= Beginning of Section =
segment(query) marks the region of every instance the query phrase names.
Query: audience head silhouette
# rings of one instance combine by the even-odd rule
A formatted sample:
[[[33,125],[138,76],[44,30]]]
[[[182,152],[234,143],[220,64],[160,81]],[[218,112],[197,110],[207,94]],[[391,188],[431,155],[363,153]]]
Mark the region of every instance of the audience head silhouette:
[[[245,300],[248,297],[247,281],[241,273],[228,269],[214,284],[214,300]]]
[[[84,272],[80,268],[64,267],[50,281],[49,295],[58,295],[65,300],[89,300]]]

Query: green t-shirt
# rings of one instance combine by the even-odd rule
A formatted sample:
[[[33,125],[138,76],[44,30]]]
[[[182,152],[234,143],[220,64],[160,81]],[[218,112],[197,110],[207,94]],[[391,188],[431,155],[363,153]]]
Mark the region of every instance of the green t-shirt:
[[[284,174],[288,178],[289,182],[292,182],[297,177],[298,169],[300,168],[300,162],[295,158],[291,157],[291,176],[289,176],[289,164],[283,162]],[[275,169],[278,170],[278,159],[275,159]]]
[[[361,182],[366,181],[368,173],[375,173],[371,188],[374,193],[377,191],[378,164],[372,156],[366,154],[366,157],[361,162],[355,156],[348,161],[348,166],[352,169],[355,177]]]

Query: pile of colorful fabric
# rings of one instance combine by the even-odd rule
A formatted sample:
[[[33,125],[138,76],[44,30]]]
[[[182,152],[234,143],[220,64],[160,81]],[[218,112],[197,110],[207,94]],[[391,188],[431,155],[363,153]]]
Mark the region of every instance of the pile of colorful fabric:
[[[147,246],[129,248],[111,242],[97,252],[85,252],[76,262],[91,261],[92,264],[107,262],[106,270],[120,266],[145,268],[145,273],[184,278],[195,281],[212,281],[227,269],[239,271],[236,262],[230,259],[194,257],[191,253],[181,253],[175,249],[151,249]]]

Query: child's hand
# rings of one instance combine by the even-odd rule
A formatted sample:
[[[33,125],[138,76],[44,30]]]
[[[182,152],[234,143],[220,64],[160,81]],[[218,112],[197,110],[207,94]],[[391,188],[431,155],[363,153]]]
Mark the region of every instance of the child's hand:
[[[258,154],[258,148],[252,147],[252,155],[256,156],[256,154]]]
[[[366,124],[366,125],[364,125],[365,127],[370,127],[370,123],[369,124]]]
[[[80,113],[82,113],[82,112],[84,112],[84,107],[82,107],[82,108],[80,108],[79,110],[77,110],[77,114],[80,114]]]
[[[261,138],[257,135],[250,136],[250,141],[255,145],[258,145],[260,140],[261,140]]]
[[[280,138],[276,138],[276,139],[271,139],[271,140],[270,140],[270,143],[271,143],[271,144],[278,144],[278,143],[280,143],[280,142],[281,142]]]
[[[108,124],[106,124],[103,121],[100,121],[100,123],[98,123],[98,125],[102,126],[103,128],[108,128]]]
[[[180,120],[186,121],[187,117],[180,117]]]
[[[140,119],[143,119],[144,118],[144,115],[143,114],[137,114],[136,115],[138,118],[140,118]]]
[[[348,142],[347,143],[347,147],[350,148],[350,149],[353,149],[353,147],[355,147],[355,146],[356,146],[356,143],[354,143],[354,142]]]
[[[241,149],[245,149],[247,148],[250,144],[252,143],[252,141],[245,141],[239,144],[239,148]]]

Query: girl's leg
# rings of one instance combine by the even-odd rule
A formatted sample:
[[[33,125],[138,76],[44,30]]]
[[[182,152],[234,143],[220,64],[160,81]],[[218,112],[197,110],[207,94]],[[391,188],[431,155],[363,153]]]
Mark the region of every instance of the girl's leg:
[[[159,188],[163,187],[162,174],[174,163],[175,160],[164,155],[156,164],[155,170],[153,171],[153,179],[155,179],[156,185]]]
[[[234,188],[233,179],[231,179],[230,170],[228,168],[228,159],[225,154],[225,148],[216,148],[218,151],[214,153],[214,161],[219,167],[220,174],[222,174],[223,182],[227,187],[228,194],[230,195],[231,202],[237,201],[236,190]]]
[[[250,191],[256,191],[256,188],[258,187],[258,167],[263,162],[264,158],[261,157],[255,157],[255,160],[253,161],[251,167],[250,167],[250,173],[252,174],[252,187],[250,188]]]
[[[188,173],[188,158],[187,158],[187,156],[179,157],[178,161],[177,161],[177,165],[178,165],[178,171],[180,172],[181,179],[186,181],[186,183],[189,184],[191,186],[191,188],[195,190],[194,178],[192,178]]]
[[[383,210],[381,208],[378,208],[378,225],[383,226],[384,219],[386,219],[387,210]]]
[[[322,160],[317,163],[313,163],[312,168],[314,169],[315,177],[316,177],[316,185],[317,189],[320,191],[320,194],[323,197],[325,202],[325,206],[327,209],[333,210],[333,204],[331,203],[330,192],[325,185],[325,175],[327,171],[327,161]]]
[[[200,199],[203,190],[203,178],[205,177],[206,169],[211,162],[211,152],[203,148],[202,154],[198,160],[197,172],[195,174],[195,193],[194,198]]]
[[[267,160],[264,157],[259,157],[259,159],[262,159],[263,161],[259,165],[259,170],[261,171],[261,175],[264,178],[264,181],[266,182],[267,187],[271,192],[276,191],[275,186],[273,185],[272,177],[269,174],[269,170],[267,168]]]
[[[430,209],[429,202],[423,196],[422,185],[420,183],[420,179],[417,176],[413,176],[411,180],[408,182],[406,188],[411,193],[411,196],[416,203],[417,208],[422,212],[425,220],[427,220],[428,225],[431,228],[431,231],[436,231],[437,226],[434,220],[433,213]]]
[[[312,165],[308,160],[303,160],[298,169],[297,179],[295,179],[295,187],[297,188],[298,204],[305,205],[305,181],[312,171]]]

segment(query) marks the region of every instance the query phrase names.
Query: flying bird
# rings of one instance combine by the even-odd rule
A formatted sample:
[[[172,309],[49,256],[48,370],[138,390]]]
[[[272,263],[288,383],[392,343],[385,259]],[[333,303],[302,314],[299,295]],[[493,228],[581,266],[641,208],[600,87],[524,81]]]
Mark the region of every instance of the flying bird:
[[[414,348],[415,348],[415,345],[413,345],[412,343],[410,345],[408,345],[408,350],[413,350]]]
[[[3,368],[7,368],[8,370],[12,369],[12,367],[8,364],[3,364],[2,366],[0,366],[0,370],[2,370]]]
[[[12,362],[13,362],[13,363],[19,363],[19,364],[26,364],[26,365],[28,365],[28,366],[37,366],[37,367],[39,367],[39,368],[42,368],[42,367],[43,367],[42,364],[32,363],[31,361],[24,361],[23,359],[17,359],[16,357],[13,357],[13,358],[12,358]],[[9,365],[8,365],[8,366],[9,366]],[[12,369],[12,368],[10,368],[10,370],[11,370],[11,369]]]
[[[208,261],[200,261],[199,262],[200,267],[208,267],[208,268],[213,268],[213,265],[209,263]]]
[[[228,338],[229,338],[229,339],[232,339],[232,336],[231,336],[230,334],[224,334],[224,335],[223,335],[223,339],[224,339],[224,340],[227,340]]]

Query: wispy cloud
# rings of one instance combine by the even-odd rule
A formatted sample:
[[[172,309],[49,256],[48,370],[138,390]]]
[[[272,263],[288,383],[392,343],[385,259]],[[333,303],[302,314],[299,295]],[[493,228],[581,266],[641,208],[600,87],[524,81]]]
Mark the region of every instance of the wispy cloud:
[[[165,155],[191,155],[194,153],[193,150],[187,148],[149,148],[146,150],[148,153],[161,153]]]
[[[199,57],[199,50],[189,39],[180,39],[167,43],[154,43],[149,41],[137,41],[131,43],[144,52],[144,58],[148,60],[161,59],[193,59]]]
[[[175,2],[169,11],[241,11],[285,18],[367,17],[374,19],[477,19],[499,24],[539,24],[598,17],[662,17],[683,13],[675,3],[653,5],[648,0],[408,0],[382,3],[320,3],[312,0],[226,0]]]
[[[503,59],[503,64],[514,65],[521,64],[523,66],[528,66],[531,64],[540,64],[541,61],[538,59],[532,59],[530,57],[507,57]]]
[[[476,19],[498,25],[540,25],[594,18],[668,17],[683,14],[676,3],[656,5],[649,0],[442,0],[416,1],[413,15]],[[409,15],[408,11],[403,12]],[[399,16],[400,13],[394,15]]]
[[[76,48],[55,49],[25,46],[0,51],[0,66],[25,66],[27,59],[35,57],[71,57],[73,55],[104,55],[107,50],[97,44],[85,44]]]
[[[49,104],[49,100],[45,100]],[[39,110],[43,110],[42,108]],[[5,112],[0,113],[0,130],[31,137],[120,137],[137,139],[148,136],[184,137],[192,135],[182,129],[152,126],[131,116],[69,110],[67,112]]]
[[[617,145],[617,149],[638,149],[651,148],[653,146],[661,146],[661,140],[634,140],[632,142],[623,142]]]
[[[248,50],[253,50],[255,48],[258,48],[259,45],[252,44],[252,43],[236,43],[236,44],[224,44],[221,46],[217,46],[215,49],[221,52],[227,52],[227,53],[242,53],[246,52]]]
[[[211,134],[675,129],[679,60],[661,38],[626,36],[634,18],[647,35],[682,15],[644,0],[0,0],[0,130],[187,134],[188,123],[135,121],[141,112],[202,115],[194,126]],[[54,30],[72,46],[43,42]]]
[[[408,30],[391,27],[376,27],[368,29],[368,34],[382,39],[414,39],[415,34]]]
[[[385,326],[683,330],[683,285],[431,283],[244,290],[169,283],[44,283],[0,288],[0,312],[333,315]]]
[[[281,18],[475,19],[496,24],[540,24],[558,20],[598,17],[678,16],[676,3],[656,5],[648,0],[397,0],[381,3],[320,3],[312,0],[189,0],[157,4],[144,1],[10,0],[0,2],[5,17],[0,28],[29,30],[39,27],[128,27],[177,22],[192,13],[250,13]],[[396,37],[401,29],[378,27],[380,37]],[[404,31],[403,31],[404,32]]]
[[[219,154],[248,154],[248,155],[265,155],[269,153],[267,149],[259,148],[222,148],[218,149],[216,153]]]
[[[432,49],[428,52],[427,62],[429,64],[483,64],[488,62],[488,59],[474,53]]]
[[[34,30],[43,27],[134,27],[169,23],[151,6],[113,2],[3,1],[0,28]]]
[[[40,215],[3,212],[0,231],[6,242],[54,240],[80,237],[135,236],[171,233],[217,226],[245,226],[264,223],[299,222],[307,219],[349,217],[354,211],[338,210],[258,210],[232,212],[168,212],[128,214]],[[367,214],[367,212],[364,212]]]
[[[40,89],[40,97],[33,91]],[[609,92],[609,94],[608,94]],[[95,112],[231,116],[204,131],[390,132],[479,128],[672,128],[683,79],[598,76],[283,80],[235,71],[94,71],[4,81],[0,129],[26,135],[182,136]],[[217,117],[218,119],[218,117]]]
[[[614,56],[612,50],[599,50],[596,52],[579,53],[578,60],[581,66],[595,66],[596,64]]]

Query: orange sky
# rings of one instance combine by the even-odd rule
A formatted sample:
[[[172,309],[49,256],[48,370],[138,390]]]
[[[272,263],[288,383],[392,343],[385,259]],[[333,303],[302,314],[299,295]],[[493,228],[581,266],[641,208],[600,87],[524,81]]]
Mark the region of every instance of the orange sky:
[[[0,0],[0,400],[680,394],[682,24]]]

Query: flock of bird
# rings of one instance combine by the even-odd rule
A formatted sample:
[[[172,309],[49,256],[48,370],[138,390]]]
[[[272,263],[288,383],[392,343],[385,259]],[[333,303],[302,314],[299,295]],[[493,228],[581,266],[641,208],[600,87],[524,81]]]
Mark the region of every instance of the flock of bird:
= End of Section =
= Beginning of Section =
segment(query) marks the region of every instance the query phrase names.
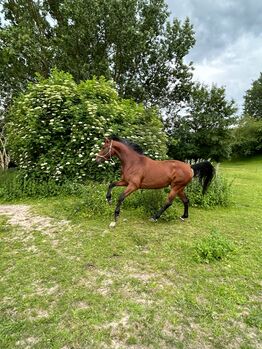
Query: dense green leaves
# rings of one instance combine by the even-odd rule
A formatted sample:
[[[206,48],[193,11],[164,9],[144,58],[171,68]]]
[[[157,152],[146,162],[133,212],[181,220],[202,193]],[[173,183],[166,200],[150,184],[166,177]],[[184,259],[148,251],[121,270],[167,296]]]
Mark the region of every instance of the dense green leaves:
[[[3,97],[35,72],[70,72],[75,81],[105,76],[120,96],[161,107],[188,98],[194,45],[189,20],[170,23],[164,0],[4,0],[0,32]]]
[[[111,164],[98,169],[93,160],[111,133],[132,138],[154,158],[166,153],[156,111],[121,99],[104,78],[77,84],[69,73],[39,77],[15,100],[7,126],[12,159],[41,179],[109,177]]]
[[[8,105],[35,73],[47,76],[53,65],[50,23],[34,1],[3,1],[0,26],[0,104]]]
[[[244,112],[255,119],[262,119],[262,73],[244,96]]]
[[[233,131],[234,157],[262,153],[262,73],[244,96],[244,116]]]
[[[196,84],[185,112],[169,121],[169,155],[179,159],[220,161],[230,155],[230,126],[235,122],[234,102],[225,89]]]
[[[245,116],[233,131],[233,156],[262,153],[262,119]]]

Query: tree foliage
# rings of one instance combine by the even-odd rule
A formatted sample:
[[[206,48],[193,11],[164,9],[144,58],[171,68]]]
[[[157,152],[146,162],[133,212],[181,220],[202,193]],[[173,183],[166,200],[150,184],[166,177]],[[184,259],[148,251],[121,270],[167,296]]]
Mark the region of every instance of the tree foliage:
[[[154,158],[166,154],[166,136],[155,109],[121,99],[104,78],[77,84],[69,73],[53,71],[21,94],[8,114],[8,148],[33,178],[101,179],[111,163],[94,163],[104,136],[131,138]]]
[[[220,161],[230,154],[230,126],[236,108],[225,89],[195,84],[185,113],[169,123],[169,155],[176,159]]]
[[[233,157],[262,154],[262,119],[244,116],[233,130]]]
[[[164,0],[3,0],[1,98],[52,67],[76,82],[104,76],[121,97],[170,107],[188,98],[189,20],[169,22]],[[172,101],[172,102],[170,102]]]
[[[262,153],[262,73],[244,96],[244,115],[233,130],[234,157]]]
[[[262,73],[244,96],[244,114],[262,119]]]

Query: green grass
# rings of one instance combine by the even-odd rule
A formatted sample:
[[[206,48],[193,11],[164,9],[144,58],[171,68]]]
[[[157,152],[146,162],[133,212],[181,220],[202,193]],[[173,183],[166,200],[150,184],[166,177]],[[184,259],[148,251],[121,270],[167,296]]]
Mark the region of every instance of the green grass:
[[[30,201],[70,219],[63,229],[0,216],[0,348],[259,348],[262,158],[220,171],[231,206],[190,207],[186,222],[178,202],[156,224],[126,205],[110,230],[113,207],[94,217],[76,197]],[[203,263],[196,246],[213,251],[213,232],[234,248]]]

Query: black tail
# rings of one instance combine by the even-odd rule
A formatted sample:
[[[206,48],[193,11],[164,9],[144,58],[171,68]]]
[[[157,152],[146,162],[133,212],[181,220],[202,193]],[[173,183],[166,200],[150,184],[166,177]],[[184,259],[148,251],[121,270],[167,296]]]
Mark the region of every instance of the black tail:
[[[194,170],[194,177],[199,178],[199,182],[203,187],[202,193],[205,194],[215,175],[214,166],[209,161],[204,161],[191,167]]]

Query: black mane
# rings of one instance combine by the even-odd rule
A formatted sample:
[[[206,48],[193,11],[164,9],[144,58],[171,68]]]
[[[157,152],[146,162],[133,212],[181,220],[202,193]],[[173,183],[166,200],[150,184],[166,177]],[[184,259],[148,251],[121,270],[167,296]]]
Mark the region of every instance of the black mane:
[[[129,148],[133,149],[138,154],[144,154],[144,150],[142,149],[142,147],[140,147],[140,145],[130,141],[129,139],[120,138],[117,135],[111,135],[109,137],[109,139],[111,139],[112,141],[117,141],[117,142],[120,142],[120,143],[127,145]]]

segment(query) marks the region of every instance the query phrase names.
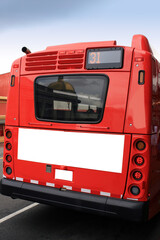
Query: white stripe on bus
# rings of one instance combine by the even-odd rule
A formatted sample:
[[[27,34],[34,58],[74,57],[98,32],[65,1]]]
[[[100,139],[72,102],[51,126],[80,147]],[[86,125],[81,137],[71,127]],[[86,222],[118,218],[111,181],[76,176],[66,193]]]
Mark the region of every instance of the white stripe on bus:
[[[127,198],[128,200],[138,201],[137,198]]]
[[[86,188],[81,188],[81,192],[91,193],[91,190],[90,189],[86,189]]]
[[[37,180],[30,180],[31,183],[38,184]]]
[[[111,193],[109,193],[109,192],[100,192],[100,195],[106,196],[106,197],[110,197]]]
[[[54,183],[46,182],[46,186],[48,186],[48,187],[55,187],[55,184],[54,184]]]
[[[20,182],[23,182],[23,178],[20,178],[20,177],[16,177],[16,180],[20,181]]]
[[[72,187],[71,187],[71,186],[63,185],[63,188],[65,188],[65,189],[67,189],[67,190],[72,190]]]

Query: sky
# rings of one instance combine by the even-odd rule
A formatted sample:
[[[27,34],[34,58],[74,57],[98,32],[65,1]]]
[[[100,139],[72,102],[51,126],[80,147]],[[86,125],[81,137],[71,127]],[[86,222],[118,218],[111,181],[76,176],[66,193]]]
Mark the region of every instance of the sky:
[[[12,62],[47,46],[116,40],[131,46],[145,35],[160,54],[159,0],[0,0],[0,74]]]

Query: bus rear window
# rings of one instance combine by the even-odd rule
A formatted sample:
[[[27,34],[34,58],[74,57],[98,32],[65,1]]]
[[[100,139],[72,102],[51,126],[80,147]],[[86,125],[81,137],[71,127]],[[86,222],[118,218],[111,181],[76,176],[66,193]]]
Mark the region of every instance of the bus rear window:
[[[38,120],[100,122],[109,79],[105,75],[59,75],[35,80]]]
= End of Section =
• WHAT THE TASK REQUIRES:
In the listing above, how many lines hold the word "flock"? Give the number and nothing more.

• EXERCISE OUTPUT:
2